- [Task brief]: Count the lines in the entries below that contain the string "black", treating case as significant, and reply with the number only.

※ ※ ※

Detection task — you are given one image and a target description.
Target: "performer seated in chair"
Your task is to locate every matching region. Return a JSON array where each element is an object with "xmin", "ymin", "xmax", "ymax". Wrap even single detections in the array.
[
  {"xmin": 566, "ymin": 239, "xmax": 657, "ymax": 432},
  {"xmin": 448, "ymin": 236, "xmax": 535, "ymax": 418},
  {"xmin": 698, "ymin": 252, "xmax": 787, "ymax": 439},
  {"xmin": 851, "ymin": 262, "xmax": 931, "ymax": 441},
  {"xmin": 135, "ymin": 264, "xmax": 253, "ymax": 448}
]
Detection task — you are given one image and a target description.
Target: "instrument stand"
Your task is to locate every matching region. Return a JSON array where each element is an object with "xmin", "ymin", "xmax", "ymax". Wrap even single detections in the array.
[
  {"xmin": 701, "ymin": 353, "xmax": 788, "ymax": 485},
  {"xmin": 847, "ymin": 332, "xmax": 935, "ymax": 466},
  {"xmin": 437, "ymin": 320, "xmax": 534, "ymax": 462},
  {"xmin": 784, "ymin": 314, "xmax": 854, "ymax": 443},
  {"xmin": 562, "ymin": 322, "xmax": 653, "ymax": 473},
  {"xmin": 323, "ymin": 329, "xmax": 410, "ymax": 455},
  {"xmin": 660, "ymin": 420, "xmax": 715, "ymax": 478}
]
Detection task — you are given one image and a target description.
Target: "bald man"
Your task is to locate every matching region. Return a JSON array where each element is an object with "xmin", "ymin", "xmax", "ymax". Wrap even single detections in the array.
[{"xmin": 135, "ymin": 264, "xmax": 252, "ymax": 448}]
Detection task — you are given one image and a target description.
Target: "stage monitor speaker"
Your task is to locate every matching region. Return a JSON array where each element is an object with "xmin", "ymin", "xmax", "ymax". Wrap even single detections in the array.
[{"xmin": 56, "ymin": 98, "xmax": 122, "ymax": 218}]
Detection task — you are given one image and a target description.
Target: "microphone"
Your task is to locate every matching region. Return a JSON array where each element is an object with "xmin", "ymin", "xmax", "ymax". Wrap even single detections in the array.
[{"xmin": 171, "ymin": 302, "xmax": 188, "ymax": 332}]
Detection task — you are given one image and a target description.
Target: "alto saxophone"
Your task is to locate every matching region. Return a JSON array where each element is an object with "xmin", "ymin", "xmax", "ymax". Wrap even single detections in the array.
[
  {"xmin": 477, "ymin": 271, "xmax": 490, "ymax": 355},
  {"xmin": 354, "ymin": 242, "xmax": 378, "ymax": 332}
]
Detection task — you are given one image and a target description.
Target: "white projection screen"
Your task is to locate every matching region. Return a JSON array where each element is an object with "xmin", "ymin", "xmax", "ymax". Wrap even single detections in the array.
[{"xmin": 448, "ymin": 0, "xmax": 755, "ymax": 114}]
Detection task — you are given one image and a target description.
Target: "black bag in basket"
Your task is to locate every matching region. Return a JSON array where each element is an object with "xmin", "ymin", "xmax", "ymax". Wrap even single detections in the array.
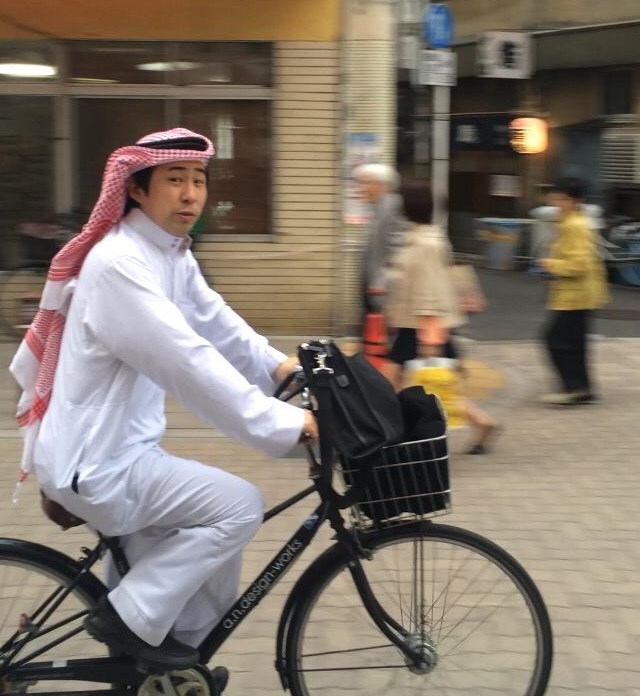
[
  {"xmin": 343, "ymin": 387, "xmax": 449, "ymax": 521},
  {"xmin": 298, "ymin": 341, "xmax": 404, "ymax": 464}
]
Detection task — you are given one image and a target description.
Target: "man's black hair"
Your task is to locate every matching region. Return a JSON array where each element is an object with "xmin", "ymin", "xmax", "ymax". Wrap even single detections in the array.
[
  {"xmin": 552, "ymin": 176, "xmax": 585, "ymax": 201},
  {"xmin": 124, "ymin": 167, "xmax": 155, "ymax": 215}
]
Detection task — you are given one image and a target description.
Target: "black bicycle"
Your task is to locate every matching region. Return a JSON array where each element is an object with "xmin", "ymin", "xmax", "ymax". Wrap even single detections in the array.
[
  {"xmin": 0, "ymin": 362, "xmax": 552, "ymax": 696},
  {"xmin": 0, "ymin": 215, "xmax": 85, "ymax": 339}
]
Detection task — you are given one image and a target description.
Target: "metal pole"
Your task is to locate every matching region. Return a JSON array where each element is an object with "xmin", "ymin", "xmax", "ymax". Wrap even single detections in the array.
[{"xmin": 431, "ymin": 82, "xmax": 451, "ymax": 230}]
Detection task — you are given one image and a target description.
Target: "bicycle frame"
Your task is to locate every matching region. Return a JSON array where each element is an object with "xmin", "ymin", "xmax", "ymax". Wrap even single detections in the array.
[{"xmin": 0, "ymin": 479, "xmax": 382, "ymax": 696}]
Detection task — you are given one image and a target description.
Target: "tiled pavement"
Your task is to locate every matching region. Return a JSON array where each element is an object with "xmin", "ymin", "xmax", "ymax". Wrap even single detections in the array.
[{"xmin": 0, "ymin": 339, "xmax": 640, "ymax": 696}]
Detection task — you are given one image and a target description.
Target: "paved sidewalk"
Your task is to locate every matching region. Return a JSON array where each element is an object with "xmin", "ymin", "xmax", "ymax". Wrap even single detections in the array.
[{"xmin": 0, "ymin": 338, "xmax": 640, "ymax": 696}]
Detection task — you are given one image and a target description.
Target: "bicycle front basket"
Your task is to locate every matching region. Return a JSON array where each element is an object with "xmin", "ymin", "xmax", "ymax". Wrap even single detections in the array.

※ ※ ※

- [Answer to this exercise]: 3